_TO BE DONE_: Pick out each line in the following entries that contains the word "below". Copy those lines.

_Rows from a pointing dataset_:
— Begin —

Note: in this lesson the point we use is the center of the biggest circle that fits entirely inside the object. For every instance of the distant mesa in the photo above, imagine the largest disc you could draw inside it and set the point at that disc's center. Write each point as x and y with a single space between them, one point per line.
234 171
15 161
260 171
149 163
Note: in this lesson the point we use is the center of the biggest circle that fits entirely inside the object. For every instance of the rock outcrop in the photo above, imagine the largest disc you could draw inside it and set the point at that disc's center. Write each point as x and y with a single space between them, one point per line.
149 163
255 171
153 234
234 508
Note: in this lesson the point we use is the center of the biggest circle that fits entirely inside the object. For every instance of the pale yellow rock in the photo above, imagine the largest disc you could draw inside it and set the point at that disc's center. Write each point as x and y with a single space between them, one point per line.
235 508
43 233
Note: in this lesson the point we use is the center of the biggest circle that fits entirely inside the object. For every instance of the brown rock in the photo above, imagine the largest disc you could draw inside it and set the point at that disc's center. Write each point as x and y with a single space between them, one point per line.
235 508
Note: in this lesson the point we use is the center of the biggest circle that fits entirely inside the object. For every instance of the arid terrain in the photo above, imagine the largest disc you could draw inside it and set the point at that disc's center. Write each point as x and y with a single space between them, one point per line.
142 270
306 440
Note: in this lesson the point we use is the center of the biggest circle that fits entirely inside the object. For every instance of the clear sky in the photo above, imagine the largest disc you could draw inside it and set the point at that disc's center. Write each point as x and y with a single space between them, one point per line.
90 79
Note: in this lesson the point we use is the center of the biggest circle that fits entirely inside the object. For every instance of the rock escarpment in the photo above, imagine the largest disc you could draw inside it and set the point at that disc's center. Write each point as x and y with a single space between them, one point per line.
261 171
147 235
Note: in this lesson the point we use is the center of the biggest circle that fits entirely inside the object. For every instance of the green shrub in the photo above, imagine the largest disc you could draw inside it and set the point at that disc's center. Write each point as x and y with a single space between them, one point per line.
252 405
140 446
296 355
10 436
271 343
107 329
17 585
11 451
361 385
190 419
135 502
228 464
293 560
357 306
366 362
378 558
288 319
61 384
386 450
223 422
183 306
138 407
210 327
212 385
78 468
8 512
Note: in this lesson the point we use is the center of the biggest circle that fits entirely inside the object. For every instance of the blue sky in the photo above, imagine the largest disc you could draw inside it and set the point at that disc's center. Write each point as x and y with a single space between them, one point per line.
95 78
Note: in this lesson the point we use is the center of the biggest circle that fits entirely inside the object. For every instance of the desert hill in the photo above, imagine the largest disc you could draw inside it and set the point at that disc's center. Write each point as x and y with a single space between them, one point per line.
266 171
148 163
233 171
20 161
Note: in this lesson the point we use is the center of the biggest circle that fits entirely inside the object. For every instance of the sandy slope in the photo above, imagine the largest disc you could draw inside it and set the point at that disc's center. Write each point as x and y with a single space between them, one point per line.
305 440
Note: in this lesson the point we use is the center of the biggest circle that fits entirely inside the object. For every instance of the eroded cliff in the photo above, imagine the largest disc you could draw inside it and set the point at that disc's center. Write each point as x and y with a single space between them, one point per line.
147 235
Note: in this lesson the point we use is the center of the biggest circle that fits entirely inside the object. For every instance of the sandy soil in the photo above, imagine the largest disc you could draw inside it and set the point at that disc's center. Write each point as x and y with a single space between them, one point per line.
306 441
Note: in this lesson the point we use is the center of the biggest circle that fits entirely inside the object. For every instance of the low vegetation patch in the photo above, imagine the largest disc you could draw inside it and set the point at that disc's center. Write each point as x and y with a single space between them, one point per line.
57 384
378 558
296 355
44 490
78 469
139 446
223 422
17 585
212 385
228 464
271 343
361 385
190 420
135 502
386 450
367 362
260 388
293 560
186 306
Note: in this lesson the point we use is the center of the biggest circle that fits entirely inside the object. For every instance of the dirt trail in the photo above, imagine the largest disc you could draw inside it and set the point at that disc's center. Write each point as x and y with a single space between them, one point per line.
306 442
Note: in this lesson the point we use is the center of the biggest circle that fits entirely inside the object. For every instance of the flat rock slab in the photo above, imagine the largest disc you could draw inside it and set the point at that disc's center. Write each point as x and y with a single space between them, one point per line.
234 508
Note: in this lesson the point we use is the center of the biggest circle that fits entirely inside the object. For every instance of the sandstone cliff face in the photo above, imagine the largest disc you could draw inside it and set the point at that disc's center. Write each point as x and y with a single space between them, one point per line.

— End —
— Begin —

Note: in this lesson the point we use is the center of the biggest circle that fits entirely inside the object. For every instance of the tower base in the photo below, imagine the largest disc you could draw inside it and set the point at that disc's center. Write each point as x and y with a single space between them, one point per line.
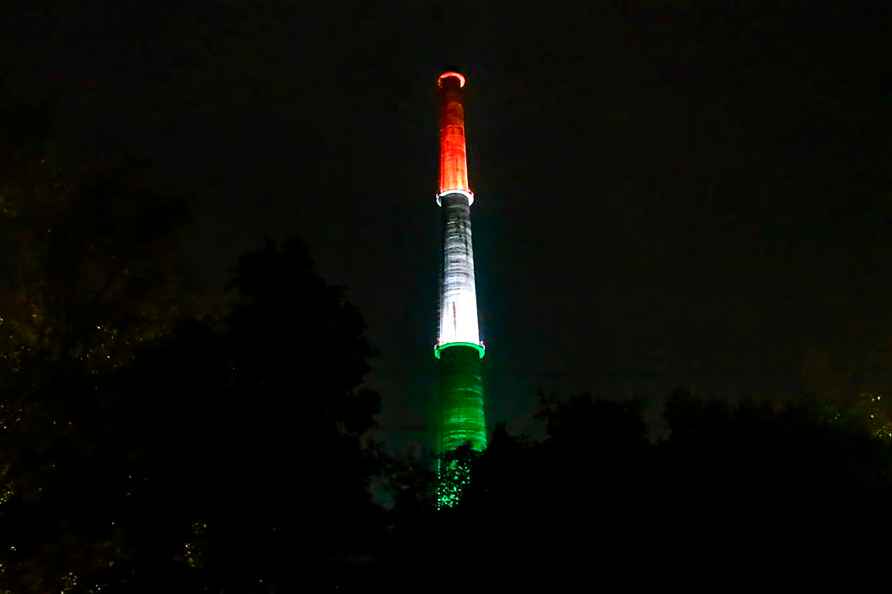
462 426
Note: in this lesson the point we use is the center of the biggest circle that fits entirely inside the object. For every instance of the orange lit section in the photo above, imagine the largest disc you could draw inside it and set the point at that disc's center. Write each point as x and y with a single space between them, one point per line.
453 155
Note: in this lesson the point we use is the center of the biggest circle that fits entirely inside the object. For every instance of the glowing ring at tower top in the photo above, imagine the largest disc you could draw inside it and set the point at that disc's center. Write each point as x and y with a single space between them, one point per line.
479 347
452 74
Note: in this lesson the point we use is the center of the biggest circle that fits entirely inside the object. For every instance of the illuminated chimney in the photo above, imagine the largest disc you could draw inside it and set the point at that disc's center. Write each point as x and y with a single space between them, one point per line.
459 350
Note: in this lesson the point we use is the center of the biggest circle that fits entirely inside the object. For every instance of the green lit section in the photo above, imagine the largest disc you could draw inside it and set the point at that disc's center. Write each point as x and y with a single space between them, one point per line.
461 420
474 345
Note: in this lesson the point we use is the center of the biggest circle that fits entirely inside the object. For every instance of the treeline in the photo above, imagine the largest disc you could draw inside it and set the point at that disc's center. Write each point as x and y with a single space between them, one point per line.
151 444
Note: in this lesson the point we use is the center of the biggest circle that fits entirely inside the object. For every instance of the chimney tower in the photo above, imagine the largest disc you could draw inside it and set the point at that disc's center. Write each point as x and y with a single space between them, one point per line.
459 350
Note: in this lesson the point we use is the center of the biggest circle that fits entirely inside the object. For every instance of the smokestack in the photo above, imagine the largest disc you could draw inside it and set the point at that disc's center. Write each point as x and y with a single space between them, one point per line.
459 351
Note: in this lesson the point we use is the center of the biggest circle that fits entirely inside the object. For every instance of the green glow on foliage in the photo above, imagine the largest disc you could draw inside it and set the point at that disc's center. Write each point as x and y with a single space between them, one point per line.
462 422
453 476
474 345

— End —
— Begin —

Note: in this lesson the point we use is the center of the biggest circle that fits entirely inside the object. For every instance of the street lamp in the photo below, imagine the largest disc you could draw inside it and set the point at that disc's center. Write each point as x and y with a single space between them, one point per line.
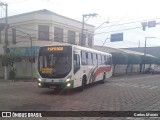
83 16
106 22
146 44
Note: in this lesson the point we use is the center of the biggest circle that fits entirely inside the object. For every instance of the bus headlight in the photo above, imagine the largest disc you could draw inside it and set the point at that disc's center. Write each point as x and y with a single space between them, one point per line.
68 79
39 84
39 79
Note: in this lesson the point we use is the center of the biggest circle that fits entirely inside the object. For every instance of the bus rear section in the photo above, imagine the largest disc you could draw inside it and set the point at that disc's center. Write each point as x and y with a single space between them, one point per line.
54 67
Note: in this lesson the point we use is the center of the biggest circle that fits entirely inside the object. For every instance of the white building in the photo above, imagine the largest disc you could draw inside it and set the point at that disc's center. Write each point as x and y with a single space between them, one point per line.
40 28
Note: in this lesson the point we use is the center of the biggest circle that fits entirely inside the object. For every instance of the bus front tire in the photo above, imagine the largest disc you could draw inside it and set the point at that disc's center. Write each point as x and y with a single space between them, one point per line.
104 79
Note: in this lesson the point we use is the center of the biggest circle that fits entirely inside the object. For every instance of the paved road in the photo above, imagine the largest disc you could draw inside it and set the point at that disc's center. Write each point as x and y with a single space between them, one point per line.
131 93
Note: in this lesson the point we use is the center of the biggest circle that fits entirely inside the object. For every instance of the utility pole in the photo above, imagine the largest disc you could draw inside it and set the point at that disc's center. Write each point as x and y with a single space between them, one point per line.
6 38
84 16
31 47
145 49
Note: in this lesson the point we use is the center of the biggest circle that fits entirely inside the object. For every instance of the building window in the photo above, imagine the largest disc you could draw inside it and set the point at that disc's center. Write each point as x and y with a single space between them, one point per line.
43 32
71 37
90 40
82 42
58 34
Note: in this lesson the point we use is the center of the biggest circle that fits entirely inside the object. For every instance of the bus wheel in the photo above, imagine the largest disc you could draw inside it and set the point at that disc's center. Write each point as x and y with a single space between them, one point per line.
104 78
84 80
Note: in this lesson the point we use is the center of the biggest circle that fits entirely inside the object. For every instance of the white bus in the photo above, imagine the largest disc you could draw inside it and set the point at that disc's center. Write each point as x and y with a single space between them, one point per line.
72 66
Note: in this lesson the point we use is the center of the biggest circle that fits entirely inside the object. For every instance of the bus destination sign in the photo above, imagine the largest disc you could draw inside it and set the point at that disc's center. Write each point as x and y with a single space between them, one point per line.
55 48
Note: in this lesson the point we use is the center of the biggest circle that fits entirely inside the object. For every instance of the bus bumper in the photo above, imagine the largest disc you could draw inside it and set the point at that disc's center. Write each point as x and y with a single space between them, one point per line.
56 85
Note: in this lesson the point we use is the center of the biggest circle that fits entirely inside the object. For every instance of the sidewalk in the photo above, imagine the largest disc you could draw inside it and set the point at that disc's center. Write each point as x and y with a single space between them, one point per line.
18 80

— End —

_COMPLETED TASK_:
Note: in this lesson the point we use is the center of the biggest circle that fits entirely inside the object. For every instance of the tower base in the photo below, imagine the largest disc you could draw inside it and set the point at that disc's center. Write each point as x and y with a single space between them, one point per line.
Note: in this lesson the point we use is the center of the biggest circle that fits entirely inside the object. For every instance of the street lamp in the photo below, imagine the largest disc you could draw inside it and set the point at that disc's center. Write each point as x and y with a single space between them, one point per line.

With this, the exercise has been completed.